**EXERCISE INSTRUCTIONS:** Transcribe every entry word for word. Skip the pictures.

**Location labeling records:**
..........

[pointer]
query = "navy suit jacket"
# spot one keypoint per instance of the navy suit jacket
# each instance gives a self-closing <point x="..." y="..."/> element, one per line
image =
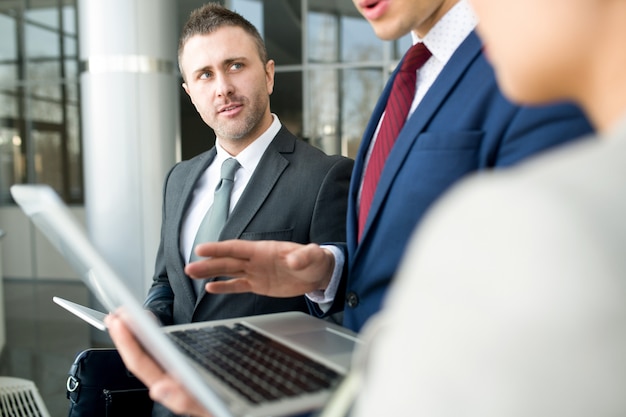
<point x="462" y="125"/>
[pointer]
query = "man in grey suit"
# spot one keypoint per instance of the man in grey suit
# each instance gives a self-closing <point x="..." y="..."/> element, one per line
<point x="284" y="188"/>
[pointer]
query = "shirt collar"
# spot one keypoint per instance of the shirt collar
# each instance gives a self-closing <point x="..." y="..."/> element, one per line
<point x="251" y="155"/>
<point x="449" y="32"/>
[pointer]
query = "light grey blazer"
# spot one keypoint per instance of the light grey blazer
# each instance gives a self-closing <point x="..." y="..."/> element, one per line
<point x="515" y="289"/>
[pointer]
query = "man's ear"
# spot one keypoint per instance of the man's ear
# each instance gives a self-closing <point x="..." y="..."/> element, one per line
<point x="269" y="75"/>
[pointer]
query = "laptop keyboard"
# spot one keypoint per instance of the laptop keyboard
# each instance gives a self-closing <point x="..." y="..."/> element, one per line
<point x="256" y="366"/>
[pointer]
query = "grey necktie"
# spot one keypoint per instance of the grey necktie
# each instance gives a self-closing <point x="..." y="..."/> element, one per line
<point x="214" y="219"/>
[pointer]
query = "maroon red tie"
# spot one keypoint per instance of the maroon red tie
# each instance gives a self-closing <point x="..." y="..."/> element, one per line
<point x="396" y="111"/>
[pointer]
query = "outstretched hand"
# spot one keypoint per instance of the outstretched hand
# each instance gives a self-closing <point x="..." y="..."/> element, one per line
<point x="272" y="268"/>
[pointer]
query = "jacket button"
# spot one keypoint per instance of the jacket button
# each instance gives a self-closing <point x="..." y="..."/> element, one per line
<point x="352" y="299"/>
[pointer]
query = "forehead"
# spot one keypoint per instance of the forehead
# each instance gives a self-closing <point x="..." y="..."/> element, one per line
<point x="222" y="44"/>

..........

**CORRECT RESPONSE:**
[pointer]
query = "navy suit jacket"
# spot one keypoint per instance of the navy suit jacket
# each instance gives a self-closing <point x="..." y="..."/> element, one per line
image =
<point x="462" y="125"/>
[pointer]
query = "man in grey suit"
# spot one keypoint per instance of the man in grey suit
# each instance gives a self-closing <point x="..." y="..."/> element, one per line
<point x="284" y="188"/>
[pointer]
query = "shirt collar"
# spot one keypoint per instance of the shirt collar
# each instance gives a self-closing <point x="..." y="..."/> element, one per line
<point x="251" y="155"/>
<point x="449" y="32"/>
[pointer]
query = "light grey blazer"
# spot one keypoint per instance of the light grey blazer
# each instance gives a self-closing <point x="..." y="..."/> element, one per line
<point x="515" y="289"/>
[pointer]
query = "man's ear"
# spot one keypoint per instance of the man's ear
# each instance gives a self-closing <point x="..." y="..."/> element, one per line
<point x="269" y="75"/>
[pointer]
query = "laptop keyboard"
# spot one keypoint per instance of the laptop keyboard
# each instance gives a self-closing <point x="..." y="..."/> element, one per line
<point x="256" y="366"/>
[pointer]
query = "grey necktie"
# spot one keypoint per instance of the grey necktie
# each instance gives a self-closing <point x="..." y="..."/> element, one per line
<point x="214" y="219"/>
[pointer]
query = "maroon red tie"
# spot one keypoint per instance of the maroon red tie
# each instance gives a self-closing <point x="..." y="..."/> element, one per line
<point x="396" y="111"/>
[pointer]
query = "outstretched hand"
# spot one keypoint per instance of the outstretched hand
# each instance gives a self-closing <point x="..." y="..."/> element, one per line
<point x="272" y="268"/>
[pointer]
query = "jacket button"
# spot one keypoint per instance of the jacket button
# each instance gives a self-closing <point x="..." y="..."/> element, one per line
<point x="352" y="299"/>
[pointer]
query = "forehead"
# spot one keypoint per instance of the forehead
# each instance gives a self-closing <point x="..." y="..."/> element, one per line
<point x="222" y="44"/>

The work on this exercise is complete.